# 出典
· · · · · · ·
弊社会長・西川通子が、ひとりの女性としての胸の内を綴ったコラムです。
家事の合間にお勝手口で、お馴染みのご近所と、ちょっと立ち話、世間話。
そんな気楽な気持ちでお読みください。

2017年 11月号

追っかけ婆

九月、私はほんの数日しか家に帰らず、もっぱら余所で寝泊まりしておりました。

そう書くと、すわ何事か?と驚かれるやもしれませぬが。なぜかと話せば、なんのことはない。国内外を転戦する我がバドミントン部の付き添い役として、今日は広島、明日は韓国、その次は東京と飛び回っていたのです。

なんだ遊び呆けていたのかと言われれば一言もございません。言い訳めいて聞こえるを承知で申し上げれば、再春館製薬所は小さな所帯。部を抱えたからといって専業の世話役を付ける余裕はございません。社員たちも上から下まで連日の大忙しで、応援する気は満々でも足を運ぶ時間は無し。となれば、今や暇つぶしを本業とする私がせねばと思い立ち、付き添い役を買って出た…というのが偽らざるところでございます。
· · · · · · ·
# 記録

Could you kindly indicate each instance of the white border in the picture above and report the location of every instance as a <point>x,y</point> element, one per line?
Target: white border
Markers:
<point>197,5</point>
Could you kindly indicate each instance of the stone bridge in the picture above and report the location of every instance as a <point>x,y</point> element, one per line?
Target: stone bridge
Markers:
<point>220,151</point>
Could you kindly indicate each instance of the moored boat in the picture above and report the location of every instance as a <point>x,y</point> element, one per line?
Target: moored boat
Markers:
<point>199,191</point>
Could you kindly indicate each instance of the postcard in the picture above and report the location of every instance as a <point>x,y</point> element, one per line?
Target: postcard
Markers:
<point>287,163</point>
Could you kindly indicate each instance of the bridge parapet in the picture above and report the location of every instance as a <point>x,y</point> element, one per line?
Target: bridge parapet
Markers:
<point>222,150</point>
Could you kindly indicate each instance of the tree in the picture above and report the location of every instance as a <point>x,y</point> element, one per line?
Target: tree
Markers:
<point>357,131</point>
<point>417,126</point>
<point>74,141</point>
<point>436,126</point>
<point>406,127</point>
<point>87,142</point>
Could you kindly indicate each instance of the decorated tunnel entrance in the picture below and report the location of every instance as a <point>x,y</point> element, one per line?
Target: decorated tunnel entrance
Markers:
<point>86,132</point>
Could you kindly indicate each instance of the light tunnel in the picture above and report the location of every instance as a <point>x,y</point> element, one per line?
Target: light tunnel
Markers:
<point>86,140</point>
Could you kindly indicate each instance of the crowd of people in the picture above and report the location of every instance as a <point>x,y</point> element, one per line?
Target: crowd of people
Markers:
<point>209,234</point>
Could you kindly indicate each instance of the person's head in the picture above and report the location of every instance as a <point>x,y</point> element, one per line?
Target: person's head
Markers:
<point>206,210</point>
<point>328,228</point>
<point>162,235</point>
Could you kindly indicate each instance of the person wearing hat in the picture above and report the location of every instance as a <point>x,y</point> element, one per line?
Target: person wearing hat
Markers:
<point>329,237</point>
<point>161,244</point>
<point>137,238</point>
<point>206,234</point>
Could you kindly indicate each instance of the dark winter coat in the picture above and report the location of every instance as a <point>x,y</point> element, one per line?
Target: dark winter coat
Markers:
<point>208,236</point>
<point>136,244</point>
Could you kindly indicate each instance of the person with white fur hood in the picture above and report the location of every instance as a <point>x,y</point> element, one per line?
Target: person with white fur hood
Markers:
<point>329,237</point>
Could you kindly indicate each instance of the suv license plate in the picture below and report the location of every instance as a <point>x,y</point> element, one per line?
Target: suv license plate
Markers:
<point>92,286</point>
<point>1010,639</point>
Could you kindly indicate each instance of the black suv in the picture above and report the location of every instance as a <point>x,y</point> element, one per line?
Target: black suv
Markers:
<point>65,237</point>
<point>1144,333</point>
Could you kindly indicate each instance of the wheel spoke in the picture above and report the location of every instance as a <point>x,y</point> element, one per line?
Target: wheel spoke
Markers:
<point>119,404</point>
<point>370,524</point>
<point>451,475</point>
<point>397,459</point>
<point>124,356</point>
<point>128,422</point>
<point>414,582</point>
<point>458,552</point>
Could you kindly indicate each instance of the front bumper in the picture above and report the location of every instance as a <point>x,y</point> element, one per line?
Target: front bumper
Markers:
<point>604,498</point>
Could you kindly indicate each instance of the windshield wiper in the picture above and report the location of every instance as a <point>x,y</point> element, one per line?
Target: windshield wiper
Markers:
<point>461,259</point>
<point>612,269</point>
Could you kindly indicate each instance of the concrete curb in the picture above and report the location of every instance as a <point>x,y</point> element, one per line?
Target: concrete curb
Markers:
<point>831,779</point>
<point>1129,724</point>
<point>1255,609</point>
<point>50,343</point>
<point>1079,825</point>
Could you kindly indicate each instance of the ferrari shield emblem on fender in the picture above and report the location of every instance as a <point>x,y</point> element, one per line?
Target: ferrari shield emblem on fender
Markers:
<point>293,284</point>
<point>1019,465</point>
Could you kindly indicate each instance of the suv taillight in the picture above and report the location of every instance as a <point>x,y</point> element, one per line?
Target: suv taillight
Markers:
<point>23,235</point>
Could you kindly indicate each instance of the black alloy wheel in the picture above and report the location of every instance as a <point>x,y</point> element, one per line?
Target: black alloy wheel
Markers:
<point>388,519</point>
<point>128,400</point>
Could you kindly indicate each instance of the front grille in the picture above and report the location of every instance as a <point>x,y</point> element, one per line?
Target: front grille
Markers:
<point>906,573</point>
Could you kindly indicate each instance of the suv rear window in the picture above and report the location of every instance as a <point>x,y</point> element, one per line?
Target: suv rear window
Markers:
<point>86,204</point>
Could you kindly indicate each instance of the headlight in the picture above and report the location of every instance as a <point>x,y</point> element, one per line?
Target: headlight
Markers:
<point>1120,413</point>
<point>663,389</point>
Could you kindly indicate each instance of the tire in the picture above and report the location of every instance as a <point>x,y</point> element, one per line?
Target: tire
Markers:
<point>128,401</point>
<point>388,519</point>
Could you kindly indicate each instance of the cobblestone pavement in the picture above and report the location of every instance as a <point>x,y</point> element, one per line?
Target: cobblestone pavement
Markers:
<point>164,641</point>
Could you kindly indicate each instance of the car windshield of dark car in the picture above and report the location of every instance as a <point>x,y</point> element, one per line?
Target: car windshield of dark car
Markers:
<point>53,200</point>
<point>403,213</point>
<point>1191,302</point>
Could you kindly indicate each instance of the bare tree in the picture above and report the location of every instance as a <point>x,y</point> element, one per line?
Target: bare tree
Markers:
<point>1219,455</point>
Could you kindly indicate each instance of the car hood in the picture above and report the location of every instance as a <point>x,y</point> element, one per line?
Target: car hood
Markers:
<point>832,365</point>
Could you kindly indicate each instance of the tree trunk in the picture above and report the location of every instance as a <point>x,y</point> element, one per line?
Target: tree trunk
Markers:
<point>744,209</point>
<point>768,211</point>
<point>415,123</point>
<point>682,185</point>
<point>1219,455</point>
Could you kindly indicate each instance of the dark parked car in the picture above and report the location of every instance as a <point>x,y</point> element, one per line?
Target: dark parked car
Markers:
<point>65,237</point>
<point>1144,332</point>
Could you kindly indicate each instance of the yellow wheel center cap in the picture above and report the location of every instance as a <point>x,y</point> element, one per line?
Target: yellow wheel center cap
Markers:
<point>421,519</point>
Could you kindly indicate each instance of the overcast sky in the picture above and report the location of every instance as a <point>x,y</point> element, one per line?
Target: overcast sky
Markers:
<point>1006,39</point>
· · · · · · ·
# 課題 1
コラムによると、筆者が九月にほとんど家に帰らなかったのは、どんな役目を務めていたからか。
# 課題 2
次の(a)〜(c)がコラムの内容と合っているか、それぞれ「はい」か「いいえ」で答え、決め手となるコラムの言葉をそのまま引用せよ。
(a) 九月、筆者はほとんど家に帰らなかった。
(b) バドミントン部には専業の世話役が付いている。
(c) 社員たちには部を応援する気がない。
# 課題 3
バドミントン部の付き添いについてのコラムを、最後の文の後から書き継いでください。

# 結果 1
国内外を転戦するバドミントン部の付き添い役を務めていたから。

# 結果 2
(a) はい。「九月、私はほんの数日しか家に帰らず」
(b) いいえ。「専業の世話役を付ける余裕はございません」
(c) いいえ。「応援する気は満々でも足を運ぶ時間は無し」

# 結果 3
しかし。やるからには徹底的にが身上。スポーツであっても勝負事には勝たねばならぬ!そう勢い込んで応援するうち、ただの役回りだったはずの付き添いに、いつしか本気の魂が宿り。勝ち負けの一つひとつが我が事のように嬉しく悔しく思えてまいりました。

そんな想いが募り募って、ちょっと困ったことに。我がチームのみに注いでいたはずの愛情が、知らずどんどん育っていって、大きくなり過ぎてしまったというか。気がつくと、バドミントン界全体を応援する気持ちで胸がいっぱいになっていたのです。

先のオリンピックで少しは知られてきたものの、バドミントン人気はまだ一部のファンだけのもの。けれども競技としての魅力は他のどの種目にも引けを取らない。ならば、遠からず野球やサッカーに勝るとも劣らぬ人気スポーツに育つよう私が一肌脱がねば!

誰の命なく頼みもなく、一人勝手にここまで思い込めるのは、生まれついてのお調子者ゆえ。いらぬお節介とそしられたって、いいじゃない。今はそう開き直って、バドミントン命の「追っかけ婆」業に徹しております。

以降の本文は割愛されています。